### Input data
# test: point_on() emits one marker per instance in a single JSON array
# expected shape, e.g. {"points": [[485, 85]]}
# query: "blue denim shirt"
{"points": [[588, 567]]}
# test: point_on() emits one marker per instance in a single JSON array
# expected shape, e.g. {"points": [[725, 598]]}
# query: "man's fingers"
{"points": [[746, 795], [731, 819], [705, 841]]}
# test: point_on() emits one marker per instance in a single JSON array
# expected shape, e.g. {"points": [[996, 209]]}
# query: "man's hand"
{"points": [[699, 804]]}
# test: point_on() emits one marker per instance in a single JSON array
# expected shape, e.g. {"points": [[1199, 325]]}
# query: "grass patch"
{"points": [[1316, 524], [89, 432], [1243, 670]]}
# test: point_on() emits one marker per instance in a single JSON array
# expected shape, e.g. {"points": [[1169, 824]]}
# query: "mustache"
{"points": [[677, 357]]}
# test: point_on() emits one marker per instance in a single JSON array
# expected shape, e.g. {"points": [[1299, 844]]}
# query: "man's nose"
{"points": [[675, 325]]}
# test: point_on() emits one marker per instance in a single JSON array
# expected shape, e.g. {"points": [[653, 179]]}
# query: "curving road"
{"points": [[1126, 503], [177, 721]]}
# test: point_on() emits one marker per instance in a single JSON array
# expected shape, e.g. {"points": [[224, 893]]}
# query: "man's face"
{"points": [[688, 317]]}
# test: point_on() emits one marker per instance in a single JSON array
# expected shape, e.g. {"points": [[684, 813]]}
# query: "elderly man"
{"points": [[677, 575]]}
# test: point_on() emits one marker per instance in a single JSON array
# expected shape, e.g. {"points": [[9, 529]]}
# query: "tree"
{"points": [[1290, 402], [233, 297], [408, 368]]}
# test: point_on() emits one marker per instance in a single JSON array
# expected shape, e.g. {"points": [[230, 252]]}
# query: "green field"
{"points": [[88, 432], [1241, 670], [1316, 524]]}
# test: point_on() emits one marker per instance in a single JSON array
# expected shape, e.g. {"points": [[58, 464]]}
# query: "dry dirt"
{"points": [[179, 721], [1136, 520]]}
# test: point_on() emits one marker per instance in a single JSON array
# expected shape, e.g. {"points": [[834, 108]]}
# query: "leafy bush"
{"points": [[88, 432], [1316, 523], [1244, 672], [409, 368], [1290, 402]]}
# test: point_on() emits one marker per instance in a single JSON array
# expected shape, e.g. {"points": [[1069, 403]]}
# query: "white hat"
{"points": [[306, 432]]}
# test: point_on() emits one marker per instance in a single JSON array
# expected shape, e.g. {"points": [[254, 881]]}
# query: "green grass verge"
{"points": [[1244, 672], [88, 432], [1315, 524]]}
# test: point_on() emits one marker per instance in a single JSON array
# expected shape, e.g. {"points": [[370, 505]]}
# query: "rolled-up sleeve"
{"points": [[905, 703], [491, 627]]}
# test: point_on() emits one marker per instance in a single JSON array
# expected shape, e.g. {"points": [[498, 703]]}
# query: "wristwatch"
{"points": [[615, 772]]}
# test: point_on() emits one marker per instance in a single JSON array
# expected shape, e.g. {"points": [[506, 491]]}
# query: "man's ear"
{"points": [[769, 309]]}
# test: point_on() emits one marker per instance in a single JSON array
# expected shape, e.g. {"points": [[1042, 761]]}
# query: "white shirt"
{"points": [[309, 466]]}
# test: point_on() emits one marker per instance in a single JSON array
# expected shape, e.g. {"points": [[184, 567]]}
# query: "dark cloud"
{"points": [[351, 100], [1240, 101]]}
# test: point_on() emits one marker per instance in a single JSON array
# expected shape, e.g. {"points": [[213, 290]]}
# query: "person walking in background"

### Assigned task
Once more, write down the full material exactly as it appears.

### Answer below
# test: point_on() emits one marker per instance in a single JSON array
# expected shape, e.g. {"points": [[485, 85]]}
# query: "blue denim shirt"
{"points": [[588, 567]]}
# test: point_on() emits one marker per instance in a single JSON array
# expected shape, e.g. {"points": [[725, 598]]}
# query: "man's fingers"
{"points": [[746, 795], [731, 819], [705, 841]]}
# test: point_on() emits one marker per instance in a single JSON array
# expected shape, e.g. {"points": [[996, 209]]}
# query: "man's hand"
{"points": [[699, 804]]}
# test: point_on() emits one marker per instance in a single JSON array
# expected shape, e.g. {"points": [[1199, 325]]}
# query: "grass patch"
{"points": [[1316, 524], [89, 432], [1243, 670]]}
# test: point_on() emits one marker per instance in a single JSON array
# expected shape, e.g. {"points": [[1169, 824]]}
# query: "mustache"
{"points": [[677, 357]]}
# test: point_on() emits one marker per instance in a single JSON array
# expected shape, e.g. {"points": [[1299, 844]]}
# query: "man's nose"
{"points": [[675, 325]]}
# test: point_on() emits one marker per instance in a single JSON array
# expected shape, e.g. {"points": [[653, 179]]}
# query: "curving road"
{"points": [[1126, 503], [177, 721]]}
# test: point_on() emits one marker per instance in a single JSON array
# expected shape, e.g. {"points": [[224, 893]]}
# query: "man's face"
{"points": [[688, 317]]}
# test: point_on() emits one marker per instance in a single JSON array
# expected shape, e.g. {"points": [[684, 813]]}
# query: "elderly man"
{"points": [[677, 575]]}
# test: point_on() emits one marker per instance in a single JSON array
# expected shape, e.g. {"points": [[9, 529]]}
# query: "tree"
{"points": [[1290, 402], [233, 297], [408, 368]]}
# test: point_on() emits one marker per instance in a single JSON array
# expected shape, e.g. {"points": [[230, 252]]}
# query: "green field"
{"points": [[88, 432], [1241, 670], [1316, 524]]}
# test: point_on() emits one marker per instance in a single JSON array
# expected shape, e.g. {"points": [[58, 464]]}
# query: "dry dirt"
{"points": [[179, 721], [1136, 520]]}
# test: point_on() emits one marker per instance in a single JSON array
# expected shape, e.g. {"points": [[834, 108]]}
# query: "leafy bush"
{"points": [[88, 432], [1316, 523], [1244, 672], [409, 368], [1290, 402]]}
# test: point_on() emits one marker per instance in a single JSON array
# expected shape, e.g. {"points": [[1069, 403]]}
# query: "white hat"
{"points": [[306, 432]]}
# test: point_on() emits one marker per instance in a single JSON array
# expected shape, e.g. {"points": [[254, 881]]}
# query: "green grass verge"
{"points": [[1244, 672], [88, 432], [1315, 524]]}
# test: point_on() emits one marker per instance in a single JSON array
# expected shape, e.g. {"points": [[370, 505]]}
# query: "rolled-up sleeve"
{"points": [[905, 703], [491, 627]]}
# test: point_on() emits one marker per instance in a single JSON array
# expected shape, e.g. {"points": [[498, 703]]}
# query: "wristwatch"
{"points": [[615, 772]]}
# test: point_on() emits one marker per instance in a single JSON array
# expected shape, e.g. {"points": [[506, 491]]}
# query: "man's ear"
{"points": [[769, 309]]}
# test: point_on() emits one marker per instance in a single JSON array
# expected shape, e.g. {"points": [[1042, 761]]}
# query: "white shirt"
{"points": [[309, 466]]}
# test: point_on() emits one marker per instance in a single JSON array
# expected shape, e.g. {"points": [[184, 567]]}
# query: "dark cloud"
{"points": [[351, 100], [1240, 101]]}
# test: point_on() emits one marker per instance in a single JSON array
# expected shape, e.g. {"points": [[213, 290]]}
# query: "person walking in background"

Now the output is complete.